→ Challenge
Reproduce every line of the records below word for word, but leave out the pictures.

→ Supplied records
----

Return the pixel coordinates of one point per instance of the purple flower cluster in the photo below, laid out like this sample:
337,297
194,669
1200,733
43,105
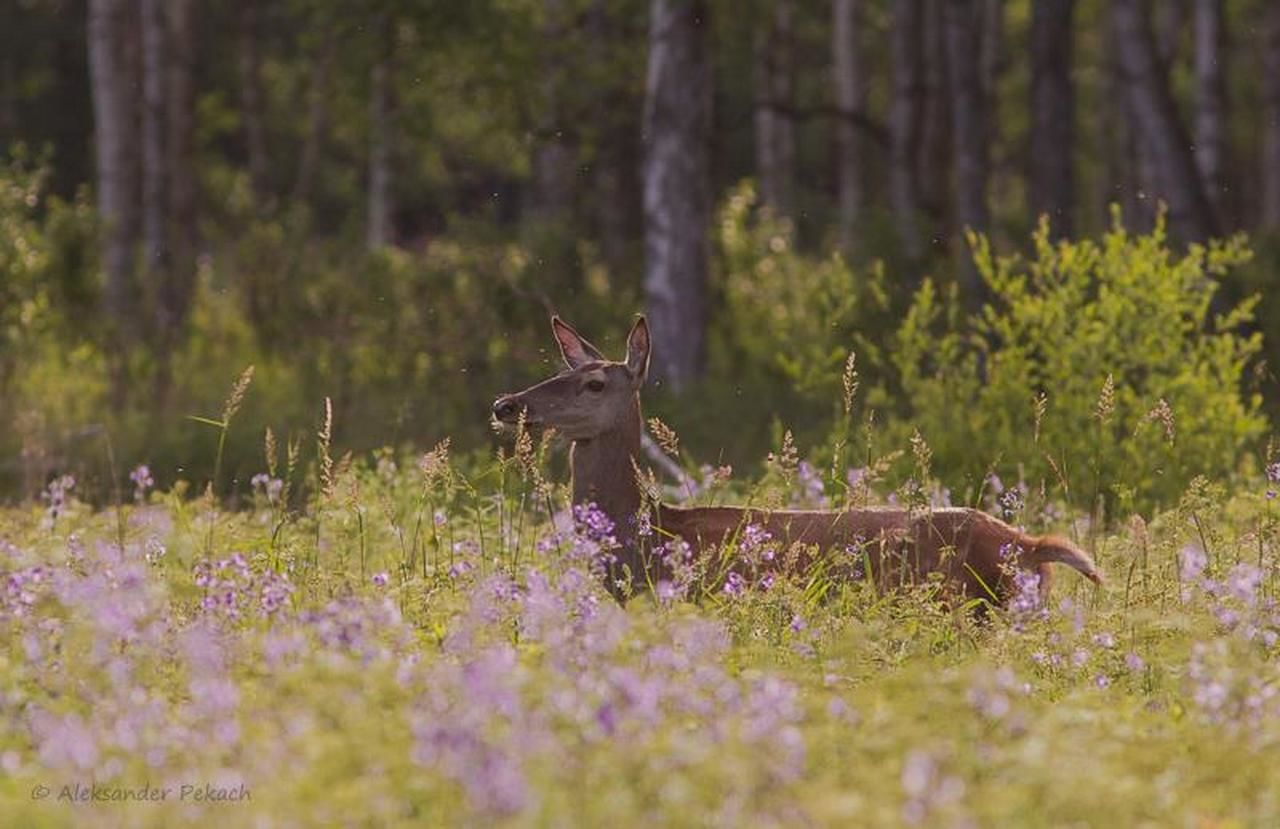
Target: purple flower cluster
489,720
142,482
927,788
56,497
810,488
233,590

----

→ Solved exercise
Return the pixel coordinates of one point per instance of the purple flower cluster in the photo below, laid out like this sample:
337,297
194,669
1200,733
43,105
Target: purple flower cluster
489,720
142,482
927,788
56,497
810,488
233,590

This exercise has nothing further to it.